■ **Objectives**
1 > For each statement, answer yes or no according to the tonneau cover thread and quote the words that settle it: (a) The friend's Retrax rolls up into a canister at the front of the truck. (b) Leer is named as a source for a soft cover. (c) Many covers state that they cannot be installed with the Utili-track.
2 > Extend the tonneau cover thread with the next post, starting after its final sentence.

■ **Document segment**
┏━━

# Titan Tonneau Cover w/ Utili-track



## RiverDrew (Jan 13, 2005)

Just curious if anyone on here has installed a tonneau cover on a Titan Crew cab with the Utili-track system. I'm looking to purchase a bed cover, and many of them state they cannot be installed with the utili-track due to interfence with the bed-side rails. Can anybody direct me to a model of cover that has been successfully installed in this application? Thanks for any response.


----------



## goathead (Nov 12, 2004)

go to www.titantalk.com . lots of info there.

goathead


----------



## louis Truckster (Dec 27, 2004)

*Titan Tonneau Cover with utilitrac*

Friend got a Retrax. Roll up into a canister at the front of the truck. Looks really cool. He can use utilitrac any way he needs to. Got it from www.truckgadgets.com


----------



## Slurppie (Oct 15, 2002)

Turxedo has a lo profile soft cover and Nissan now has their own version of a soft cover. If your looking for a hard cover then Leer has one.

┗━━

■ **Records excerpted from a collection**

┏━━

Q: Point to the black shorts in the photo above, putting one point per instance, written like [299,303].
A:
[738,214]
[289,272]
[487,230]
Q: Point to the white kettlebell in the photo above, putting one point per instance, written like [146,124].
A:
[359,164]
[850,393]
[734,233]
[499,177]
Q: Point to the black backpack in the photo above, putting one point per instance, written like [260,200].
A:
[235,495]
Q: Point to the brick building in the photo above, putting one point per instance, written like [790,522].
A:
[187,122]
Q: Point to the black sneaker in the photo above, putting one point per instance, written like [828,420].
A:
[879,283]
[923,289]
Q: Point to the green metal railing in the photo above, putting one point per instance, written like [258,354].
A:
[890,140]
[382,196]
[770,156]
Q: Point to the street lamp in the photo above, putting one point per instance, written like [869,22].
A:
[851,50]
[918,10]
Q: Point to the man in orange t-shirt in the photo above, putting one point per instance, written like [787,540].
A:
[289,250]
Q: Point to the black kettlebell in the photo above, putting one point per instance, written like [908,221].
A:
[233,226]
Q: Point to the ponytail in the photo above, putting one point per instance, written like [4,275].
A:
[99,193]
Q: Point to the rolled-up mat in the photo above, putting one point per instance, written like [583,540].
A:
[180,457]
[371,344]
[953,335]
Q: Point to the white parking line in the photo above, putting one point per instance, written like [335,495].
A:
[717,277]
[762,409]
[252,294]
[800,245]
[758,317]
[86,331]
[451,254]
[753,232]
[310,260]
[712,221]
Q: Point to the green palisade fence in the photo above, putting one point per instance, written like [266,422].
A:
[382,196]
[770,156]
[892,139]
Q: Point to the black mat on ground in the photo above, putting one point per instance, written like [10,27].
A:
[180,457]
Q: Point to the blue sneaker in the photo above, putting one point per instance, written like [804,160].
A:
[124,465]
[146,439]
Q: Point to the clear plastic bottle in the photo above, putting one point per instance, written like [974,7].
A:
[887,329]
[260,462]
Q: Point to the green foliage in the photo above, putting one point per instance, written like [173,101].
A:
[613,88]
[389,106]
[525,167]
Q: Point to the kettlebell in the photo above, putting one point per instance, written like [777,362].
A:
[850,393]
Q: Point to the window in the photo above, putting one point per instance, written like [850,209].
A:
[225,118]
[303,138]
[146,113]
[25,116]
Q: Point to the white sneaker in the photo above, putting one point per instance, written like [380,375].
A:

┗━━

■ **Answers given**
1 >
(a) Yes: "Roll up into a canister at the front of the truck."
(b) No: "If your looking for a hard cover then Leer has one."
(c) Yes: "many of them state they cannot be installed with the utili-track"

2 >
----------



## paulfromero (Dec 8, 2004)

*utilitrack compatible*

Hi,

I've ordered an Advanced (something..dont know full name) folding hard tonneau cover. It is supposed to utilize the utilitrak system. I'm hoping I can use a bed divider with it, too.

Paul


----------



## MightyTitan (Jan 27, 2005)

*Nissan factoru tonneau cover*

Supposed there have been complaints about the Nissan factory Tonneau cover. Nissan shop parts guy said that customers are complaining it does not go out far enough on the edge of the liner. He seemed to think they are going to correct this issue.
I have util-track too and want to get a cover. Will checkout prices on some of the links.


----------



## paulfromero (Dec 8, 2004)

*thumbs up on Advanced folding tonneau cover*

Hi all,

I had my new hard folding toneau cover installed last week, and I can only say its 'as advertised'. It has dual locks on front and rear partitions; it utilizes the utili-trak to secure it, and to completely remove (not just fold up) it takes just a turn of two philips head bolts. However, to remove my bed divider completely from the truck, I will need to remove the cover, since its hold-downs are in the way.

cya,

Paul


----------



## Slurppie (Oct 15, 2002)

Thanks for the update Paul. Any way you can post pics for reference?


----------



## paulfromero (Dec 8, 2004)

*Pictures of new Bedcover!*



Slurppie said:


> Thanks for the update Paul. Any way you can post pics for reference?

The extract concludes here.